Required task 1: In the piece on who the primary victims of war are, what percentage of landmine victims in Afghanistan does the cited Red Cross report say were male?
Required task 2: Retype the piece on war victims between "First, almost all" and "Afghanistan were male.", inclusive.
Required task 3: Extend the piece on who the primary victims of war are, starting after its last sentence.

Excerpt to read:
————
A new tale is being spun in the the never-ending saga of female victimology. This new chapter of feminist "herstory" advances the thesis that women are the primary victims of war.

The myth started back in 1998, when Hillary Clinton said this humdinger at the First Ladies' Conference on Domestic Violence :

Women have always been the primary victims of war. Women lose their husbands, their fathers, their sons in combat. Women often have to flee from the only homes they have ever known. Women are often the refugees from conflict and sometimes, more frequently in today's warfare, victims.

Two years later, this viewpoint reached the highest levels, when the UN Security Council passed Resolution Number 1325. This Resolution expressed the "concern that civilians, particularly women and children, account for the vast majority of those adversely affected by armed conflict" .

And the United Nations Development Program now makes this claim about the situation in Iraq:

However, as is often the case in times of crisis, women are bearing the brunt of years of war and sanctions in Iraq.

These statements reek of terminal silliness.

First, almost all combatants in war are male. Therefore, military men (and sometimes boys) bear the direct health consequences of war -- death, dismemberment, and lingering psychological disability.

Second, innocent civilian men are often targeted by opposing forces for elimination, in order to prevent these men from later taking up arms to defend their womenfolk and children. Dr. Adam Jones has documented this recurring tragedy in Indonesia, Bangladesh, Cambodia, and Rwanda . More recently, a Men's Health America report documented the selective brutalization of innocent civilian men in Afghanistan.

And third, men are the primary victims during reconstruction efforts before unexploded ordnance can be cleared out. For example, one Red Cross report documented that 93% of landmine victims in Afghanistan were male.
————
Dataset:

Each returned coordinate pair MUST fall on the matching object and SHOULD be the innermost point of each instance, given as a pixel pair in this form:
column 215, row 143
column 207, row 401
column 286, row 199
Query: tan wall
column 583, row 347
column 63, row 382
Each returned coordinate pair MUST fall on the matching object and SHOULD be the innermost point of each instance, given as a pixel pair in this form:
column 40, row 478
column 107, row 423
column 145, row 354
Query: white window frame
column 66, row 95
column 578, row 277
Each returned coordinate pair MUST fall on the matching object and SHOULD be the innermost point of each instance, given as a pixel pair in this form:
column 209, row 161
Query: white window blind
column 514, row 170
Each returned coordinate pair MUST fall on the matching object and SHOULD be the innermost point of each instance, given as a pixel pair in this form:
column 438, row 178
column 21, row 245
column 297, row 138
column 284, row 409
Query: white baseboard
————
Exercise result 1: 93%

Exercise result 2:
First, almost all combatants in war are male. Therefore, military men (and sometimes boys) bear the direct health consequences of war -- death, dismemberment, and lingering psychological disability.

Second, innocent civilian men are often targeted by opposing forces for elimination, in order to prevent these men from later taking up arms to defend their womenfolk and children. Dr. Adam Jones has documented this recurring tragedy in Indonesia, Bangladesh, Cambodia, and Rwanda . More recently, a Men's Health America report documented the selective brutalization of innocent civilian men in Afghanistan.

And third, men are the primary victims during reconstruction efforts before unexploded ordnance can be cleared out. For example, one Red Cross report documented that 93% of landmine victims in Afghanistan were male.

Exercise result 3:
It's often true that among war refugees, women outnumber men. But amidst the haunting pictures of female misery and despair, persons often forget the reason for this gender imbalance is that so many civilian men already have been killed off. These men have lost what former UN Human Rights Commissioner Mary Robinson once called "the most precious of rights" -- the right to life.

According to the recent WHO World Report on Violence and Health, 233,000 males died of war-related injuries in 2000, compared to 77,000 females . That's a 3:1 ratio that disadvantages males. This disparity is even more pronounced in the 30-44 year age group, the age when fathers are busy providing for and raising their families.

If civilian females really were the primary victims of war, then surely women would be taking to the streets, waving their placards and chanting their slogans, demanding that they be sent off to war. And Martha Burk would be protesting the Pentagon's misogynistic policy of excluding women from front-line combat roles.

The evolving myth that women are the primary victims of war illustrates how radical feminists work to construct a separate reality. They can't afford to let logic and common sense stand in the way of a rich opportunity to once again, depict women as unwitting victims of patriarchal oppression.